# Task prompt:
Repeat the listing below in full, exactly as it stands.

Start of Block

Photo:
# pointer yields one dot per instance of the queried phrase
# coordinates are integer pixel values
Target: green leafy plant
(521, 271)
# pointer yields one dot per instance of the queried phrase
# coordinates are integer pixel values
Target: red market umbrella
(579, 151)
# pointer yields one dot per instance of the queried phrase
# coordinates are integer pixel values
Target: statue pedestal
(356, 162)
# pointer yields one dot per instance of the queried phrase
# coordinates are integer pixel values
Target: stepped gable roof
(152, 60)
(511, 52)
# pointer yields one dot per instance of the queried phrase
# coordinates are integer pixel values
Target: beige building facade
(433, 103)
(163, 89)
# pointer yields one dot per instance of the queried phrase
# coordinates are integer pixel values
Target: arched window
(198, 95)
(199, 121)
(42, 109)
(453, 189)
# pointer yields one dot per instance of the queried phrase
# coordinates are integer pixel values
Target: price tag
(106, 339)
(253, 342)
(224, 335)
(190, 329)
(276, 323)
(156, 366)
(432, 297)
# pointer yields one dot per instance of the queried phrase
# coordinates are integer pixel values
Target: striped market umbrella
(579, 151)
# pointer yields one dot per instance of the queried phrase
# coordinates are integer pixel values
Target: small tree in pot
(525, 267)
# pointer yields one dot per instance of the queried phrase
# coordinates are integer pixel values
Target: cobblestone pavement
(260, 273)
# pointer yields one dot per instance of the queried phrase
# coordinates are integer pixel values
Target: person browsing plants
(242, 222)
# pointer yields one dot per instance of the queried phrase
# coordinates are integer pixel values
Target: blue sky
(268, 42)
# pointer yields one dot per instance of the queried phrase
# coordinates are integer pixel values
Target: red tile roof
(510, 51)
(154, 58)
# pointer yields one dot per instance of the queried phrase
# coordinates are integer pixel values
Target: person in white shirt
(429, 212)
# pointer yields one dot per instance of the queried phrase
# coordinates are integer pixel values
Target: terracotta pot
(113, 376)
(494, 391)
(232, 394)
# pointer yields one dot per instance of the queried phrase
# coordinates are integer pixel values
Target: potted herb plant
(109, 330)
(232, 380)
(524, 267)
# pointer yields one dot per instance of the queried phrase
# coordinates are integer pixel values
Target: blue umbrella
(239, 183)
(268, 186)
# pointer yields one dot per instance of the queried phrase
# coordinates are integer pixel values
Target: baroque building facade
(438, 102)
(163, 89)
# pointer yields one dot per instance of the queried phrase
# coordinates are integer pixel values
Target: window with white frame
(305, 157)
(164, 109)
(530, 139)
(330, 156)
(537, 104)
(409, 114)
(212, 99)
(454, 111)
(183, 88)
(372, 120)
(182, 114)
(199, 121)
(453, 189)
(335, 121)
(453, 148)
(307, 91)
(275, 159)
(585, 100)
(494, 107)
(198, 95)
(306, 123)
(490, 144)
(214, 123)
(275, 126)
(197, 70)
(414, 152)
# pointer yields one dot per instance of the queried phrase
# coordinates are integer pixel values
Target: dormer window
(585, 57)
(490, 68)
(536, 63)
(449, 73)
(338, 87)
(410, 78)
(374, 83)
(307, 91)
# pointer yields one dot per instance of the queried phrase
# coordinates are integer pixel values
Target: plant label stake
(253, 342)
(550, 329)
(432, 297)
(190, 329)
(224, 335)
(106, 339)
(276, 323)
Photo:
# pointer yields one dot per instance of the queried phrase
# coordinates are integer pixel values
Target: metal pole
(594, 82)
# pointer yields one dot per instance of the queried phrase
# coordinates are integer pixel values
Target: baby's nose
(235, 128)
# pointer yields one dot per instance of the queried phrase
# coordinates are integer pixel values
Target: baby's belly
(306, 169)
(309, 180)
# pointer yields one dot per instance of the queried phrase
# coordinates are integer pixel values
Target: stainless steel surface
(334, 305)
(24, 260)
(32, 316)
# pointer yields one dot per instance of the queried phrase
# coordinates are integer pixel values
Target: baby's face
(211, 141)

End of Block

# Answer below:
Photo:
# pointer yields one dot per instance of the queried phrase
# coordinates are integer pixel values
Target: green leafy plant
(521, 271)
# pointer yields one dot per instance of the queried phrase
# coordinates are integer pixel values
Target: red market umbrella
(579, 151)
# pointer yields one dot per instance of the queried phrase
# coordinates are integer pixel values
Target: statue pedestal
(356, 162)
# pointer yields one dot per instance of the queried phrase
# coordinates are integer pixel values
Target: stepped gable roof
(152, 60)
(511, 52)
# pointer yields one dot per instance of the queried phrase
# coordinates are integer pixel values
Target: beige building facade
(433, 103)
(163, 89)
# pointer yields one dot per instance of the queried phrase
# coordinates are integer pixel values
Target: arched window
(198, 95)
(199, 121)
(42, 109)
(453, 189)
# pointer yields one dot per instance of the queried phrase
# coordinates are integer pixel values
Target: price tag
(106, 339)
(253, 342)
(224, 335)
(190, 329)
(276, 323)
(156, 366)
(432, 297)
# pointer yields one dot per instance of the queried phrase
# coordinates are integer pixel values
Target: striped market umbrella
(579, 151)
# pointer yields one dot per instance of the queried phrase
# coordinates are integer pixel values
Target: small tree in pot
(525, 267)
# pointer yields one dot per instance of the queried phrase
# coordinates are integer pixel values
Target: cobblestone pavement
(260, 273)
# pointer yields one dot per instance of the queried phrase
# coordinates are integer pixel values
Target: person browsing plants
(242, 222)
# pointer yields one dot per instance of the queried phrase
# coordinates are integer pixel values
Target: blue sky
(268, 42)
# pointer yields one dot per instance of the queried phrase
# coordinates are integer pixel values
Target: red tile roof
(510, 51)
(154, 58)
# pointer yields one dot per instance of the queried phrase
# coordinates are integer pixel values
Target: person in white shirt
(429, 212)
# pointer yields one dot per instance of the queried phrase
# coordinates are integer pixel values
Target: terracotta pot
(113, 376)
(494, 391)
(232, 394)
# pointer yields one dot per instance of the queried phrase
# coordinates are integer pixel values
Target: potted herb plant
(109, 330)
(232, 380)
(524, 267)
# pointer yields one dot per instance of the queried phrase
# coordinates are integer pixel values
Target: blue umbrella
(239, 183)
(268, 186)
# pointer yields one dot per instance of the queried phrase
# coordinates are integer pixel values
Target: baroque building facade
(438, 102)
(163, 89)
# pointer yields one dot per instance of the queried phrase
# coordinates are integer pixel values
Target: window with white frame
(305, 157)
(164, 109)
(530, 139)
(330, 156)
(537, 104)
(409, 114)
(212, 99)
(454, 111)
(183, 88)
(372, 120)
(182, 114)
(199, 121)
(453, 189)
(335, 121)
(453, 148)
(307, 91)
(275, 159)
(585, 100)
(494, 107)
(198, 95)
(306, 123)
(490, 144)
(214, 123)
(275, 126)
(197, 70)
(414, 152)
# pointer yields one dot per instance of the queried phrase
# coordinates are integer pixel values
Target: dormer window
(585, 57)
(490, 68)
(536, 63)
(449, 73)
(338, 87)
(410, 78)
(374, 83)
(307, 91)
# pointer yields one dot per instance of the queried phrase
# coordinates are integer pixel values
Target: plant label stake
(253, 342)
(550, 329)
(432, 297)
(190, 329)
(224, 335)
(106, 339)
(276, 323)
Photo:
# pointer yields one dot per instance of the queried phrase
# coordinates are integer pixel values
Target: metal pole
(594, 82)
# pointer yields one dot per instance of the queried phrase
# coordinates are integer pixel values
Target: baby's nose
(235, 128)
# pointer yields one dot per instance of the queried phrase
# coordinates are integer pixel values
Target: baby's belly
(306, 169)
(309, 180)
# pointer yields one dot per instance of the queried phrase
# coordinates are integer pixel values
Target: stainless steel surface
(334, 305)
(24, 260)
(32, 316)
# pointer yields one dot per instance of the queried phrase
# coordinates are integer pixel values
Target: baby's face
(211, 141)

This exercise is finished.